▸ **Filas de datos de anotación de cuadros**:
--
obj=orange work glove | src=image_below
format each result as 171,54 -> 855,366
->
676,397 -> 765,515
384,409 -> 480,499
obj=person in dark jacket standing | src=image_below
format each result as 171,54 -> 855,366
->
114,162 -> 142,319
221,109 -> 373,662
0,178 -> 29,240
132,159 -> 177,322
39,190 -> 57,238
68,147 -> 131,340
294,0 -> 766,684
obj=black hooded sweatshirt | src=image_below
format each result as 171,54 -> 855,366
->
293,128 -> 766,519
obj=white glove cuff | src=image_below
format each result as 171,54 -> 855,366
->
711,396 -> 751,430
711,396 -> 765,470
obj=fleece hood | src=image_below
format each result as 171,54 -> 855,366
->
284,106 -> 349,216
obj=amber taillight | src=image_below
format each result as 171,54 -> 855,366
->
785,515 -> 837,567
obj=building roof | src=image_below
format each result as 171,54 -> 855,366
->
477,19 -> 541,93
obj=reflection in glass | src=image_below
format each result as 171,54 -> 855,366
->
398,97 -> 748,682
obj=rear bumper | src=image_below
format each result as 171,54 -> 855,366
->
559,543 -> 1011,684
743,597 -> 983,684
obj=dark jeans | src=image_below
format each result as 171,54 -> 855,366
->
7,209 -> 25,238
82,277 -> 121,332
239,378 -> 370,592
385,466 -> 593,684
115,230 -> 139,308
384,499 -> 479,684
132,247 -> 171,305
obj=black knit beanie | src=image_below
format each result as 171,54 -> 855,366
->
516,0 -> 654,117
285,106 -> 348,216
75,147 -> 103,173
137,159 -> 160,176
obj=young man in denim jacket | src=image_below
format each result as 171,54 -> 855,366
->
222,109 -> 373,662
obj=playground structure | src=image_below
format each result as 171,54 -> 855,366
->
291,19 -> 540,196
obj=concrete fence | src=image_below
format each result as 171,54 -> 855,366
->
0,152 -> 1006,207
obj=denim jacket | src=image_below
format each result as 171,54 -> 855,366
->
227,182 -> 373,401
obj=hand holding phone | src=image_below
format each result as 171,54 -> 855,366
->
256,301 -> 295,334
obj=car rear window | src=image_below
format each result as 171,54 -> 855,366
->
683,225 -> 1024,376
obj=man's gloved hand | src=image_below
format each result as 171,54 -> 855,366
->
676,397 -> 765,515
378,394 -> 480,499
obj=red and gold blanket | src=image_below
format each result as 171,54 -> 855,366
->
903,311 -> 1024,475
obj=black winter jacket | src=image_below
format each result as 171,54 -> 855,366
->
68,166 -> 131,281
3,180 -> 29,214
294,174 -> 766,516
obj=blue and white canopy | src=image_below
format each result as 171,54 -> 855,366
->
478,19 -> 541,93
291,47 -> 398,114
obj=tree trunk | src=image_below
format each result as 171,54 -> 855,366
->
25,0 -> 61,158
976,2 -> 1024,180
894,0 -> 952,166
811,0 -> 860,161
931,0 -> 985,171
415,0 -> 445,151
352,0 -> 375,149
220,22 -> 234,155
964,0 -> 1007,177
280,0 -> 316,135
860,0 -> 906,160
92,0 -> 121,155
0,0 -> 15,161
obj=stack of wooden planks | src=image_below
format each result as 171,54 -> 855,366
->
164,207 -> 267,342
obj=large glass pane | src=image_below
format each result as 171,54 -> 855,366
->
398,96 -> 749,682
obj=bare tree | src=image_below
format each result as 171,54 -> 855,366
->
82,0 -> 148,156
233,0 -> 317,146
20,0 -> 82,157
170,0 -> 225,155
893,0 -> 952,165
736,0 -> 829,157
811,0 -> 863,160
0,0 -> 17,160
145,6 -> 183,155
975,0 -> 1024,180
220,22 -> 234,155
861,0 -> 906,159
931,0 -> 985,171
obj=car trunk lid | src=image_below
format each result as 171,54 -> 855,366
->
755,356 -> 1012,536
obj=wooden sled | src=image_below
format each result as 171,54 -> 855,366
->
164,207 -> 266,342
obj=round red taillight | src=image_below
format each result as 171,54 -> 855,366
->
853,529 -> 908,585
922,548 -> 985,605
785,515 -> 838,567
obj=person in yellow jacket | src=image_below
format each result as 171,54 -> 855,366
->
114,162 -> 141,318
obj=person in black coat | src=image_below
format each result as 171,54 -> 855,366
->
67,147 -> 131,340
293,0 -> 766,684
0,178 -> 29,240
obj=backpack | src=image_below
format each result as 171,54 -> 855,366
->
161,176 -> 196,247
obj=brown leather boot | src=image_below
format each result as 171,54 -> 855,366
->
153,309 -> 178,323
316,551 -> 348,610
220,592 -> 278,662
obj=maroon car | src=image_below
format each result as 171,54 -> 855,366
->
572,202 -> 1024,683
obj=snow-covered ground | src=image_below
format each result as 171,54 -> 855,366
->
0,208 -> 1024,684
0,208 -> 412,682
--
Cambia "glove" por "mitten" en el tramo que va desde el comienzo de las líneas hasta la línea que contiene "711,396 -> 765,470", ambos extremos incluidos. Reproduce solo ese tramo y deja todo lo demás igual.

obj=orange work mitten | src=image_below
format each result as 171,54 -> 855,366
->
676,397 -> 765,515
384,409 -> 480,499
obj=person in dark jacket standing | src=image_below
format each result as 171,54 -> 855,366
->
114,162 -> 142,319
221,109 -> 373,662
0,178 -> 29,240
132,159 -> 177,322
39,190 -> 57,238
68,147 -> 131,340
294,0 -> 766,684
obj=black hooded sweatshirt | src=image_below
format each result as 171,54 -> 855,366
->
293,128 -> 766,519
obj=white mitten cuff | src=image_below
format each result as 171,54 -> 855,366
->
711,396 -> 751,430
711,396 -> 765,470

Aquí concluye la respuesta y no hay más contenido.